# Opdrachten
1. Wat staat er in het fragment over de Terraweg?
(a) Van welke datum is het besluit dat hangende het hoger beroep wordt geschorst?
(b) Hoelang heeft de Terraweg volgens de verklaring ter zitting opengestaan voor het vrachtverkeer van verzoekster?
(c) In welke kosten dient het college te worden veroordeeld?
2. Kun je uit het fragment over de Terraweg letterlijk overtikken wat er staat van "In dat besluit" tot en met "te worden veroordeeld."?

# Tekstfragment
++++++

In dat besluit is echter niet aangeven wat de aard en omvang is van de verwachte problemen met de verkeersregelinginstallaties. Evenmin is op enigerlei wijze met objectieve gegevens onderbouwd dat de verkeersveiligheid door het vrachtverkeer van verzoekster in het gedrang komt. Voorts is desgevraagd ter zitting verklaard dat zich in het afgelopen half jaar, waarin de Terraweg voor het vrachtverkeer van verzoekster heeft opengestaan, geen ongelukken met fietsers hebben voorgedaan. Onder deze omstandigheden acht de Voorzitter het belang van verzoekster bij het voortzetten van haar bedrijfsvoering voldoende zwaarwegend om het besluit van 29 november 2005 hangende het hoger beroep te schorsen.
2.3.    Het college dient op na te melden wijze in de proceskosten van verzoekster te worden veroordeeld.

++++++

# Gegevensdeel
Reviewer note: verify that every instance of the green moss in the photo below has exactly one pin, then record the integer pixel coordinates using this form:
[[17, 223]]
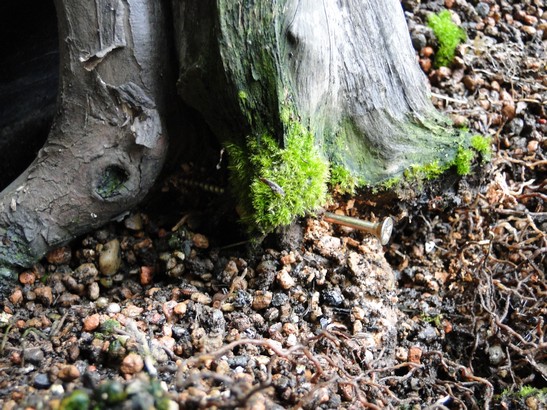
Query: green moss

++++++

# Antwoorden per opdracht
1.
(a) 29 november 2005
(b) Een half jaar
(c) In de proceskosten van verzoekster

2.
In dat besluit is echter niet aangeven wat de aard en omvang is van de verwachte problemen met de verkeersregelinginstallaties. Evenmin is op enigerlei wijze met objectieve gegevens onderbouwd dat de verkeersveiligheid door het vrachtverkeer van verzoekster in het gedrang komt. Voorts is desgevraagd ter zitting verklaard dat zich in het afgelopen half jaar, waarin de Terraweg voor het vrachtverkeer van verzoekster heeft opengestaan, geen ongelukken met fietsers hebben voorgedaan. Onder deze omstandigheden acht de Voorzitter het belang van verzoekster bij het voortzetten van haar bedrijfsvoering voldoende zwaarwegend om het besluit van 29 november 2005 hangende het hoger beroep te schorsen.
2.3.    Het college dient op na te melden wijze in de proceskosten van verzoekster te worden veroordeeld.